- [Exercise instructions]:
- 1) Rewrite the stretch of the booking system design text from "Core Requirements" through "3-7 → SUCCESS (double-booked!)", using "Guest C" in place of "Guest B".
- 2) Extend the booking system design text beyond the last line shown.

- [Given passage]:
Designing a hotel or home-sharing booking system like Airbnb is a comprehensive system design problem that combines availability calendars, concurrent booking prevention, search with geospatial queries, pricing engines, and payment workflows.
Core Requirements
Functional: Hosts list properties with pricing and availability. Guests search by location/dates/guests. Book a property (with payment). Cancel bookings (with refund policy). Messaging between hosts and guests. Reviews after stay.
Non-functional: 100M properties, 500M users, 1M bookings/day. Search < 500ms p99. No double-booking. Pricing updates in real-time. 99.99% uptime for booking flow.
Availability and Double-Booking Prevention
Core problem: two guests book the same property on overlapping dates
Naive approach (WRONG — race condition):
1. Guest A: check if Oct 1-5 available → YES
2. Guest B: check if Oct 3-7 available → YES
3. Guest A: create booking Oct 1-5 → SUCCESS
4. Guest B: create booking Oct 3-7 → SUCCESS (double-booked!)
Solution: optimistic locking with version counter
properties table:
id UUID PRIMARY KEY
host_id UUID
name TEXT
...
property_availability table:
property_id UUID
date DATE
status ENUM(available, booked, blocked)
booking_id UUID NULL
version INT DEFAULT 0
PRIMARY KEY (property_id, date)
Booking flow (atomic):
BEGIN;
-- Lock all dates in range (sorted to prevent deadlock)
SELECT * FROM property_availability
WHERE property_id = ? AND date BETWEEN ? AND ?

- [Stored data]:
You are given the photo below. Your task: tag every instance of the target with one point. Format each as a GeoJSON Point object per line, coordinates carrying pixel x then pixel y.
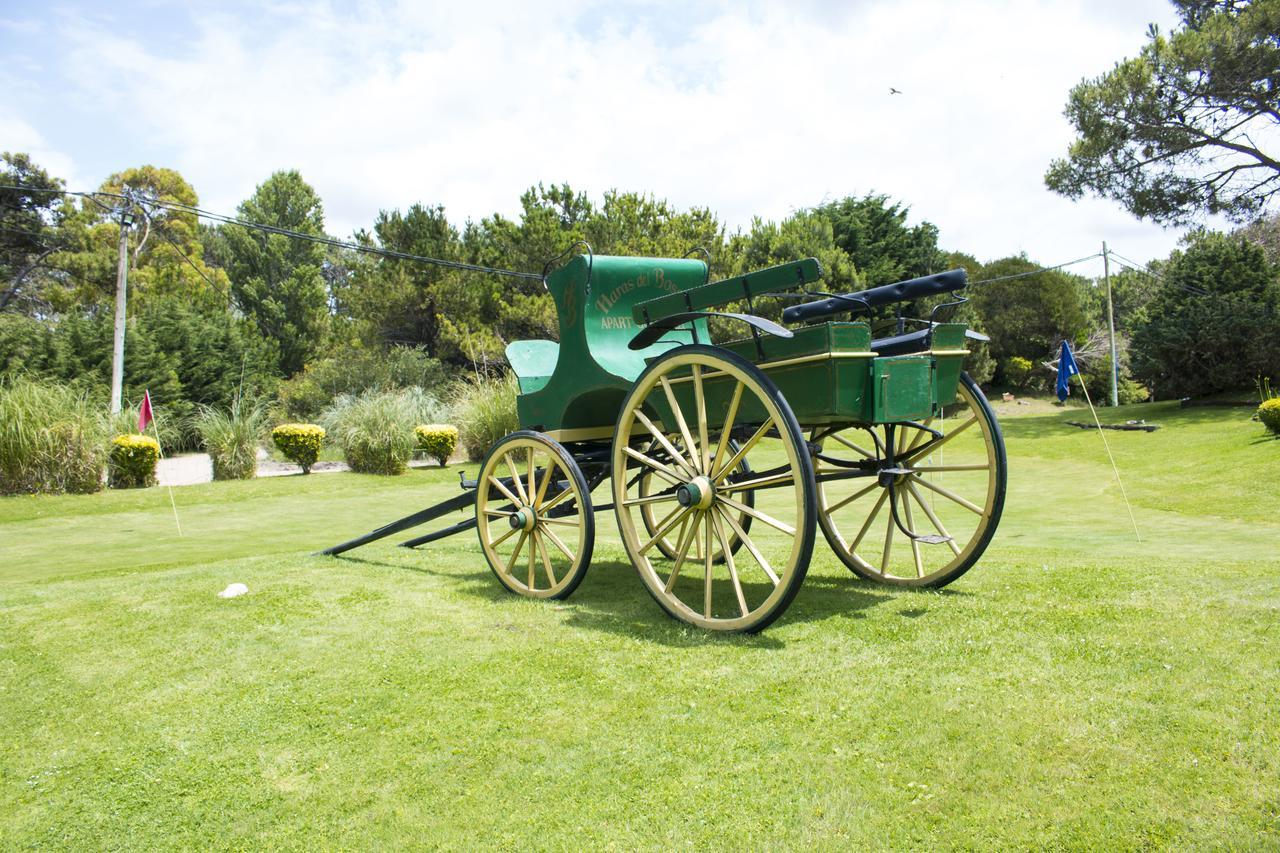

- [Answers for the exercise]:
- 1)
Core Requirements
Functional: Hosts list properties with pricing and availability. Guests search by location/dates/guests. Book a property (with payment). Cancel bookings (with refund policy). Messaging between hosts and guests. Reviews after stay.
Non-functional: 100M properties, 500M users, 1M bookings/day. Search < 500ms p99. No double-booking. Pricing updates in real-time. 99.99% uptime for booking flow.
Availability and Double-Booking Prevention
Core problem: two guests book the same property on overlapping dates
Naive approach (WRONG — race condition):
1. Guest A: check if Oct 1-5 available → YES
2. Guest C: check if Oct 3-7 available → YES
3. Guest A: create booking Oct 1-5 → SUCCESS
4. Guest C: create booking Oct 3-7 → SUCCESS (double-booked!)

- 2)
FOR UPDATE; -- row-level locks on each date
-- Verify all dates are available
IF any row has status != 'available': ROLLBACK; return 409
-- Create booking record
INSERT INTO bookings (id, property_id, guest_id, check_in, check_out, status)
VALUES (?, ?, ?, ?, ?, 'pending');
-- Mark dates as booked
UPDATE property_availability
SET status='booked', booking_id=?
WHERE property_id=? AND date BETWEEN ? AND ?;
COMMIT; -- releases all locks
Availability Calendar Design
Date-per-row model (recommended for flexibility):
One row per (property, date)
5 years × 365 days × 100M properties = 182B rows (use Cassandra or sharding)
Range model (compact, harder to query):
blocked_dates: (property_id, start_date, end_date, status)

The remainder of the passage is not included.